## Work instructions
Report all lines of the data below that hold the word "orange".

(Data entries)
• • • • • • •
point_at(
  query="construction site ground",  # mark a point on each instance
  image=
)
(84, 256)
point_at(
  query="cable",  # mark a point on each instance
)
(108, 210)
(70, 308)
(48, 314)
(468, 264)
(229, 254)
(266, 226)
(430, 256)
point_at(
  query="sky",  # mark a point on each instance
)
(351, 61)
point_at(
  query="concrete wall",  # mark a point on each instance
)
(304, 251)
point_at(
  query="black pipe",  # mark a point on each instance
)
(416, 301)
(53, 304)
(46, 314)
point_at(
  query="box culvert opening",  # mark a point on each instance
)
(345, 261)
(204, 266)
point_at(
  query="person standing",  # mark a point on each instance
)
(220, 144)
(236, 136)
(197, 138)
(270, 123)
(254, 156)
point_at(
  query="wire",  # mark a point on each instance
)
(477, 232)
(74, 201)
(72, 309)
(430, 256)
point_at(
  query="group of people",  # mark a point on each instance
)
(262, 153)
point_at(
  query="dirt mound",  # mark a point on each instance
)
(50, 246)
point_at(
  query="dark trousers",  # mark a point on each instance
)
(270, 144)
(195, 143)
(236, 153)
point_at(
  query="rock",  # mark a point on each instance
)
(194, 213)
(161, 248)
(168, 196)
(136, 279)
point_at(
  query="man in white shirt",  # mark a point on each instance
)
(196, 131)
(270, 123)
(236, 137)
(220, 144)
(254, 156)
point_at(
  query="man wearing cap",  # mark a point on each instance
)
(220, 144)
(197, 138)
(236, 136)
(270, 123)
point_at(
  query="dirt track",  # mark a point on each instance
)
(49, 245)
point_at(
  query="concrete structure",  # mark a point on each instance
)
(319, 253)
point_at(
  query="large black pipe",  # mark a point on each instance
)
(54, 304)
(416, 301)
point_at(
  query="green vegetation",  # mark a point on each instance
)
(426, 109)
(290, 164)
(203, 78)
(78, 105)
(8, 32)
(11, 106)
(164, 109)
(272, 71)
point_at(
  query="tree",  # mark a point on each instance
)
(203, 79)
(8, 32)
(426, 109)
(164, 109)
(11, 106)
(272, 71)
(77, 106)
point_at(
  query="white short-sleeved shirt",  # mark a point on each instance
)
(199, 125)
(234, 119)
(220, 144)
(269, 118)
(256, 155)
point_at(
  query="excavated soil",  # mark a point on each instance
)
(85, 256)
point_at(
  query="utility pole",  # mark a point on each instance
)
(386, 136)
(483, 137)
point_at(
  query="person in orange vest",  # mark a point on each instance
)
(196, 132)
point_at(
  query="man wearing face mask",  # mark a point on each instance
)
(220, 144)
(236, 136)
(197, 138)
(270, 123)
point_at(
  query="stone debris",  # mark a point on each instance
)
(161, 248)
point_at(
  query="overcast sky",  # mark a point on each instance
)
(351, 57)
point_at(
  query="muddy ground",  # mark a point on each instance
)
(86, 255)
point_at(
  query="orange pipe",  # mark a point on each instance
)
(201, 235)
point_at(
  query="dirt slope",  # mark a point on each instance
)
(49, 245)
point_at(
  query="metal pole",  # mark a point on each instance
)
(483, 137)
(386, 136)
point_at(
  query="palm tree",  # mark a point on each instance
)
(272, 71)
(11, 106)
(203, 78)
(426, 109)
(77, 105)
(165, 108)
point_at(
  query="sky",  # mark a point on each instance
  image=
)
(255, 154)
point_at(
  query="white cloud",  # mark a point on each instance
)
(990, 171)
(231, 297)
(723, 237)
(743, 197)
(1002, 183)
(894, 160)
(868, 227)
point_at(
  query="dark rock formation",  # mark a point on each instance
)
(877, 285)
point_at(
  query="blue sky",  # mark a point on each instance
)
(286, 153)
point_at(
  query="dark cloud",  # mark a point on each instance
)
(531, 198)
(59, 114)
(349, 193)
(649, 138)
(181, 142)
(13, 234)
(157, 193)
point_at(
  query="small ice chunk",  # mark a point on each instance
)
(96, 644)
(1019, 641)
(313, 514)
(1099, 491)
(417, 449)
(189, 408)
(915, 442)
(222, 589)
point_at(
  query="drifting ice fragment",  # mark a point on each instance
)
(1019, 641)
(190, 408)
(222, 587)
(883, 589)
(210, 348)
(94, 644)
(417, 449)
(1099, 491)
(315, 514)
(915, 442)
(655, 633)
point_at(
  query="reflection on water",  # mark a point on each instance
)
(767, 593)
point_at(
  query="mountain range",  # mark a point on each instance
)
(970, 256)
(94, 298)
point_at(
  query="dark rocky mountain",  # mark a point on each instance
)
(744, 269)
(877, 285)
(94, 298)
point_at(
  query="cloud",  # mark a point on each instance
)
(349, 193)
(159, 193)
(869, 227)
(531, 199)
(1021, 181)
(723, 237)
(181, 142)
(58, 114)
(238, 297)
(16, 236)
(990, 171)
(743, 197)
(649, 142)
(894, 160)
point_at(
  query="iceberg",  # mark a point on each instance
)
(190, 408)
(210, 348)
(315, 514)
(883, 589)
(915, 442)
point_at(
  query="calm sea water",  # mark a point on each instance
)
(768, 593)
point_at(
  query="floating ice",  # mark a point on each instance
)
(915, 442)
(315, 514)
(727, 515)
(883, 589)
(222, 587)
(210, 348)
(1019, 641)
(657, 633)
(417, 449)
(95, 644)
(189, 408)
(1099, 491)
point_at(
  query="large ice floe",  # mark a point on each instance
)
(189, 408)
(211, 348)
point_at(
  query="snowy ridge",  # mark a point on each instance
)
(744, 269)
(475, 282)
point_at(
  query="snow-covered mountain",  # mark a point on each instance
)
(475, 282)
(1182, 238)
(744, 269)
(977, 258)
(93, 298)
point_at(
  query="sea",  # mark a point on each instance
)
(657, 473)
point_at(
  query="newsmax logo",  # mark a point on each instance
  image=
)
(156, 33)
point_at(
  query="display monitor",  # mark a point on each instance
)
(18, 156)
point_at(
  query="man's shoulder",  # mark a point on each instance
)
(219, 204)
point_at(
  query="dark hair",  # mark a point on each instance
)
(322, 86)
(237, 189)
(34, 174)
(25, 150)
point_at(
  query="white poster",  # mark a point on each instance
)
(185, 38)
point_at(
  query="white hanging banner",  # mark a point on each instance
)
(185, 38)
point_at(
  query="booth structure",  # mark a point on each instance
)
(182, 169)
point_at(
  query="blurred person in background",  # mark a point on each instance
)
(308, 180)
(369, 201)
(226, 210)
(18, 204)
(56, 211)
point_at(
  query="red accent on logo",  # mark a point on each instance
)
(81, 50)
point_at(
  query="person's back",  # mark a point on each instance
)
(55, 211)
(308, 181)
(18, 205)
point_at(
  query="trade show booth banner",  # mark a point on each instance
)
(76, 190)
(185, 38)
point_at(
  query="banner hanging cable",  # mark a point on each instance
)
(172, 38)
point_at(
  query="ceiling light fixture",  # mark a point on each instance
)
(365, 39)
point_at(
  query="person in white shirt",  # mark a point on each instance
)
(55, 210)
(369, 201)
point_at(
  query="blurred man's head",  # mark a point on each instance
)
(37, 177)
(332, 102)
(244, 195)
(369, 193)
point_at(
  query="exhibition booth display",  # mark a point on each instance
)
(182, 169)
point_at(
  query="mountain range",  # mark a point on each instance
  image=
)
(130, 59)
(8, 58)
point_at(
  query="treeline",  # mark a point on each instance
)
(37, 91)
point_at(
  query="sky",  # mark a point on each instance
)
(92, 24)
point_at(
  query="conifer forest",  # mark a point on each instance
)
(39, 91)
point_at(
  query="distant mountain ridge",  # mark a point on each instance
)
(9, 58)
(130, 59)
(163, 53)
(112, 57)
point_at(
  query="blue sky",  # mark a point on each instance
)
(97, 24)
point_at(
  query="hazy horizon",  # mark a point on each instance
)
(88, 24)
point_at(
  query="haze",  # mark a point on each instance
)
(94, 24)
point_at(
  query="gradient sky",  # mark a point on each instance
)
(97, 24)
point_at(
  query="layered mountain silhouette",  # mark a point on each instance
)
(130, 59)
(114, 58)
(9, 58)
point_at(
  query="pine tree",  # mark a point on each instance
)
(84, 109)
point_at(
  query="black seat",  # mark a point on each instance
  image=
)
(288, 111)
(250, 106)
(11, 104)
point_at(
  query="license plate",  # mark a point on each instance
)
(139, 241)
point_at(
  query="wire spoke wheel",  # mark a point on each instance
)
• • • • • • •
## Answer to the problem
  query="person in orange vest",  # mark a point on each instance
  query="orange pipe",  # mark a point on each instance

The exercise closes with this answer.